== 抜粋文 ==
自動運転向け機械学習システムや大量文書RAGシステムの構築などを経験。2024年にM3にJoin。主に製薬企業向け機械学習システムを担当

 

転職希望者と求人のマッチングモデル開発について~これまでと今後の展望~

MLによって自己進化するFAQシステムの話

 

Q&Aコーナー

(Q)AIガチ勢から見て今の生成AIにどう感じますか?

浦山:生成AIも機械学習も「どこまでできて、何ができないか」の見極めが必要だと思っています。そのために継続的な情報収集と「実際に触ること」で腹落ちする感覚を持ち続けたいと思っています。

鴨田:顧客価値を最大化するためのツールとしてモデル・コードそれぞれの開発の高速化にありがたく利用させていただいています。

== 保存データ ==
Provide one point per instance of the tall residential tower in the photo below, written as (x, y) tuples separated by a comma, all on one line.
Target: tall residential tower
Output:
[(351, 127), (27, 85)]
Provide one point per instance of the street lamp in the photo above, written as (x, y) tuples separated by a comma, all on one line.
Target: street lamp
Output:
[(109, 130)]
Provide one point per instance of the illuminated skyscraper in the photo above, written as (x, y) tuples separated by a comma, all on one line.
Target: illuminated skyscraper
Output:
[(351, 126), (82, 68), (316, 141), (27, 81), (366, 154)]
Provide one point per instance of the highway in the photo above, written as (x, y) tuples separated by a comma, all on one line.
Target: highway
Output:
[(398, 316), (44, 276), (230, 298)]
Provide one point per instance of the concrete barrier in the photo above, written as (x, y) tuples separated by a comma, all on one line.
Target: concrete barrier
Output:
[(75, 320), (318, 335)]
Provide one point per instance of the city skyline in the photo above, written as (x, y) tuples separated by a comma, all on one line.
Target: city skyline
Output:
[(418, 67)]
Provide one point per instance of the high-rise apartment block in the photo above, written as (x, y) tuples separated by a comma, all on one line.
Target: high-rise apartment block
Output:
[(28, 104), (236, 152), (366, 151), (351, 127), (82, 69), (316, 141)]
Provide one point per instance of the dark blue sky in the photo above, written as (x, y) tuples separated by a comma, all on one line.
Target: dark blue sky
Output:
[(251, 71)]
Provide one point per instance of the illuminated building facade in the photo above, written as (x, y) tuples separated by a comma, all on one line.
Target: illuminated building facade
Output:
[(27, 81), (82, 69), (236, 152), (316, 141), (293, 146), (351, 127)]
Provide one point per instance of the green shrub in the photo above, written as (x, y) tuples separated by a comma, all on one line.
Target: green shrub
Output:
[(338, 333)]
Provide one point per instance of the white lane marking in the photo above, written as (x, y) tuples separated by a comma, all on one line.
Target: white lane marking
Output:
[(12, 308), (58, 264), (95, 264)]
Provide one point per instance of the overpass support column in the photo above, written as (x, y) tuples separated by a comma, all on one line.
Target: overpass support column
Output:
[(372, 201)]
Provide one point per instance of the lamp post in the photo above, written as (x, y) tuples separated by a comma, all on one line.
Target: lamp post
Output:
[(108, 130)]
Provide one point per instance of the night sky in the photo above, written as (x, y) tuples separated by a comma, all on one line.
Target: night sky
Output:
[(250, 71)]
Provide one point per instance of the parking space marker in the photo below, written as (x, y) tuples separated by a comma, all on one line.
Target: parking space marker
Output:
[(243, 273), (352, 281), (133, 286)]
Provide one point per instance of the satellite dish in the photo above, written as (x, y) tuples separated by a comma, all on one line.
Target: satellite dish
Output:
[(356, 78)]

== 課題 A ==
機械学習に関する文章の「浦山:生成AIも機械学習も「」から「利用させていただいています。」までを、一字一句変えずに書き写すこと。
== 課題 B ==
機械学習に関する文章の最後の文に続けて、その先を書くこと。
データは機械学習に関する文章とは関係がない。

== 結果 A ==
浦山:生成AIも機械学習も「どこまでできて、何ができないか」の見極めが必要だと思っています。そのために継続的な情報収集と「実際に触ること」で腹落ちする感覚を持ち続けたいと思っています。

鴨田:顧客価値を最大化するためのツールとしてモデル・コードそれぞれの開発の高速化にありがたく利用させていただいています。

== 結果 B ==
コード開発ではデモ作成や自動コードレビューなど様々な点で活用しているので皆様も活用していただければと思います。


(Q)AI時代のアナリストとして、会社の中でどう価値を発揮するか。

浦山:この問いは、ぜひ皆さんと一緒に考えていきたいテーマです。
従来のデータアナリストの役割と、生成AIの活用は必ずしも重なるものではないと考えています。そのため、双方をうまく使い分けるスキルが今後ますます重要になると感じています。

鴨田:昨今はAIモデルをどのように社会実装するか?というのが課題となっている印象です。なのでデータ収集やレポートの作成より、そこで見つけたビジネス課題を深く理解し、「解くべき問い」を立てる力が重要になってくると考えます。それに加えてAIをうまく活用する力ももちろん必要だと考えています。


(Q)AIエンジニア自体の求人とか年収ってどんな感じなのでしょうか?

浦山:以前と比べて、AIエンジニアの求人の幅は広がっていると感じます。
採用側のニーズも流動的だという印象です。

鴨田:求人観点だとMLが利用できるデータ基盤がどの会社も整ってきた今以前より拡大していると思っています。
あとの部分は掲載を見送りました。